> _YOUR INSTRUCTIONS_:
Look at every line of the material below and tally those containing "kayak". Reply with the total alone.

___

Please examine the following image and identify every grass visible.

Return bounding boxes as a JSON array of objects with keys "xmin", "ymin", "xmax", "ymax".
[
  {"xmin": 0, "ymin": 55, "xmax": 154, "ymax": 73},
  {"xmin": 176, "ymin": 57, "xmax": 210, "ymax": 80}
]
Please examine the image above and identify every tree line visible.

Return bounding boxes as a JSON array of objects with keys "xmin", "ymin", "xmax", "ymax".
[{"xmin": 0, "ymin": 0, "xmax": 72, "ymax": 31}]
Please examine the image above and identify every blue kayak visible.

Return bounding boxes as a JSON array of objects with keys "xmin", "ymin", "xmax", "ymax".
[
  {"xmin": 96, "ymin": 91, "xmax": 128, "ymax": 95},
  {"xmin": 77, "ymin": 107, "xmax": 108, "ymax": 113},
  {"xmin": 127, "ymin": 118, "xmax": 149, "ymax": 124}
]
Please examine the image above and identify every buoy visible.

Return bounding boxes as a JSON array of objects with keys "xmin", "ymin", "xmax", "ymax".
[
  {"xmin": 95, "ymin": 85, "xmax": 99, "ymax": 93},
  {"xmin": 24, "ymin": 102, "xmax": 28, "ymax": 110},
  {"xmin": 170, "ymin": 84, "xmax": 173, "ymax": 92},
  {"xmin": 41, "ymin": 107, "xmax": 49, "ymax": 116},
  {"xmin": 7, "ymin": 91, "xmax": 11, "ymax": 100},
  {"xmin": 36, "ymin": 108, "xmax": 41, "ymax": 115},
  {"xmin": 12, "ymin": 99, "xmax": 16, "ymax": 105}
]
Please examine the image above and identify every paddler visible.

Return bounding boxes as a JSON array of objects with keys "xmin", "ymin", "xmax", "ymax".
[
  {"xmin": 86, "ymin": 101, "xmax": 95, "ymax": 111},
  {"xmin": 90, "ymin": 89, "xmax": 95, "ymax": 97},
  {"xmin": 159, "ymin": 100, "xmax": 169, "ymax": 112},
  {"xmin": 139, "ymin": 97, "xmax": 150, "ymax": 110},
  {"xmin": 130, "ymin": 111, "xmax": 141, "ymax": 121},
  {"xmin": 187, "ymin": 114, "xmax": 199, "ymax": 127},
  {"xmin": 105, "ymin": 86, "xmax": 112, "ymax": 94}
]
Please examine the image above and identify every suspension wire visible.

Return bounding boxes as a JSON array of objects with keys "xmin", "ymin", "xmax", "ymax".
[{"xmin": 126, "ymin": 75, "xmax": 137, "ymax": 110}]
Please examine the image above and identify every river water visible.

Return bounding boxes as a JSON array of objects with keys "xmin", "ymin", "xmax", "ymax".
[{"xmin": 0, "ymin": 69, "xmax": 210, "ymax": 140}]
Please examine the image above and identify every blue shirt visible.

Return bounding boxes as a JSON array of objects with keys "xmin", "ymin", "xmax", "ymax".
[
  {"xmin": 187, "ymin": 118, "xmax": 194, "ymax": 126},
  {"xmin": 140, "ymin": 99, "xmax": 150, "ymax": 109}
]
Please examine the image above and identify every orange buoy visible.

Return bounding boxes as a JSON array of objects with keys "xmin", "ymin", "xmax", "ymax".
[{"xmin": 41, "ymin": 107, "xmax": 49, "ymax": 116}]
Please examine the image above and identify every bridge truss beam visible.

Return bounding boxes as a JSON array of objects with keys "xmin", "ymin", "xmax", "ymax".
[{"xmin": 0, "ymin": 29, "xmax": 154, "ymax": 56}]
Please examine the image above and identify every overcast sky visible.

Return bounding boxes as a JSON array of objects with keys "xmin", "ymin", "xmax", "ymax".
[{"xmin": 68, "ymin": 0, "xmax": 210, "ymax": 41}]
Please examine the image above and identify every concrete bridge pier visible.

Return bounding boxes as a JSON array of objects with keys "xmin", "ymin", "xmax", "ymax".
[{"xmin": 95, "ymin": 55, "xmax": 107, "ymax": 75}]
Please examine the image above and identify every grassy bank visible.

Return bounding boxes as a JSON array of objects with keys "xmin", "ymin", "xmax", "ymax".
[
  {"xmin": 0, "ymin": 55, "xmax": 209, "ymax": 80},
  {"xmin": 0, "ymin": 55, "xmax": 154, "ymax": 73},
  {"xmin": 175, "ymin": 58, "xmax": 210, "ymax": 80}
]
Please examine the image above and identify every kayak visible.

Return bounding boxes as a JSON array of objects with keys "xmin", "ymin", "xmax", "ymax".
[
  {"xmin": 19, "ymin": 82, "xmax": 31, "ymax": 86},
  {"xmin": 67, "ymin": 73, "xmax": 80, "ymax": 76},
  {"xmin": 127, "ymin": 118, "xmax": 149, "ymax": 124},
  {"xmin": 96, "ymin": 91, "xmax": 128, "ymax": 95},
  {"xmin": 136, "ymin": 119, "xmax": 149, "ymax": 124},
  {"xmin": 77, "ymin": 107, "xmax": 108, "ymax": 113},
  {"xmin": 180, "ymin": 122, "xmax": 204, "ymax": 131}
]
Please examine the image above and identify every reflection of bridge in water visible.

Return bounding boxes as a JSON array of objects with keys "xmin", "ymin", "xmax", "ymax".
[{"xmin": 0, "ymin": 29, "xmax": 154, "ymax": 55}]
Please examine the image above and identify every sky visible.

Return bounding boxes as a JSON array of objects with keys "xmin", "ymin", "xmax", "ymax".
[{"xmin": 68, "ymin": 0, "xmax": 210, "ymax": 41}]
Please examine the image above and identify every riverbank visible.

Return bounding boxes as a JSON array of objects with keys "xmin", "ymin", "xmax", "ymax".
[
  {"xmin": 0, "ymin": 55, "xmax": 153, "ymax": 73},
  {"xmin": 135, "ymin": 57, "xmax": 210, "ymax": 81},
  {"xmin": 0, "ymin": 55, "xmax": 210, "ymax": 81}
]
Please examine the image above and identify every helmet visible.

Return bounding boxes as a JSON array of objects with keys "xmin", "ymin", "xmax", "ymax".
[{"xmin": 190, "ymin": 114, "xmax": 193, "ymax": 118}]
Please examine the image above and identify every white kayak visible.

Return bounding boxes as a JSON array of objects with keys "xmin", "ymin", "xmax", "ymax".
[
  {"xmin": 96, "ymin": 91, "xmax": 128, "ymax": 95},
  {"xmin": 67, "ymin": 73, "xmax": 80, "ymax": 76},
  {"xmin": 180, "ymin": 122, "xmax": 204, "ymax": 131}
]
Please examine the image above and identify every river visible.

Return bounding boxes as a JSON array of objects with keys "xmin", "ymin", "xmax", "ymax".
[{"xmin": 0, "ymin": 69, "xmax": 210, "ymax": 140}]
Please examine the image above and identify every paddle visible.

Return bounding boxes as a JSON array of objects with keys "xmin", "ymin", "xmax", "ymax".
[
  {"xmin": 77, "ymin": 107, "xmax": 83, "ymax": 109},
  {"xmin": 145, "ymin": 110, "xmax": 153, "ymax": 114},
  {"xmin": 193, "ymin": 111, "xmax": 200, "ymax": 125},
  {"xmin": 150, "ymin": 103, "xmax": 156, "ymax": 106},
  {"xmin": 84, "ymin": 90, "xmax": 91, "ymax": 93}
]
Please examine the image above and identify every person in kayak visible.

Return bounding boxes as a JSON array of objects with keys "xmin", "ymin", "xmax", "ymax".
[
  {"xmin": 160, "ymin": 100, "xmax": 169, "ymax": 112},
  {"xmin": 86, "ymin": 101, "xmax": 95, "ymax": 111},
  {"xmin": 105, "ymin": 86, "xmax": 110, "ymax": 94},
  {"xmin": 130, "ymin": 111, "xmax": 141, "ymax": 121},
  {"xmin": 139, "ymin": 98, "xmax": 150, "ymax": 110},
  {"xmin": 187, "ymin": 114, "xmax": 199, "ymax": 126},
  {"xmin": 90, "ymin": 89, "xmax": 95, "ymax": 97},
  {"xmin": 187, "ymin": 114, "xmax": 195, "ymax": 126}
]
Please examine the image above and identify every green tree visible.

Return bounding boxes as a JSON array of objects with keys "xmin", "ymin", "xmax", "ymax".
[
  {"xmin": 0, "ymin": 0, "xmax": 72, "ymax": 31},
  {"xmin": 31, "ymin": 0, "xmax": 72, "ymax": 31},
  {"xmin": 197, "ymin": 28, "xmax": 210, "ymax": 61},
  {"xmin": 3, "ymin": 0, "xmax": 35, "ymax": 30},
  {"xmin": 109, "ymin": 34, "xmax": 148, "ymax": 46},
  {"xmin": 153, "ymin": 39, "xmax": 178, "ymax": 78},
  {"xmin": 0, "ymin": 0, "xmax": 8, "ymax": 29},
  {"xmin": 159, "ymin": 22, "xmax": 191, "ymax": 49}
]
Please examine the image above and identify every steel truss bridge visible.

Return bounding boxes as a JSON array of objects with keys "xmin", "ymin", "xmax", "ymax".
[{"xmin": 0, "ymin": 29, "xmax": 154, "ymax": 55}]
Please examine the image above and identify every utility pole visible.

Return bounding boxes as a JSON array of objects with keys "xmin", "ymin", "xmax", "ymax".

___

> _OUTPUT OF THE EXERCISE_:
4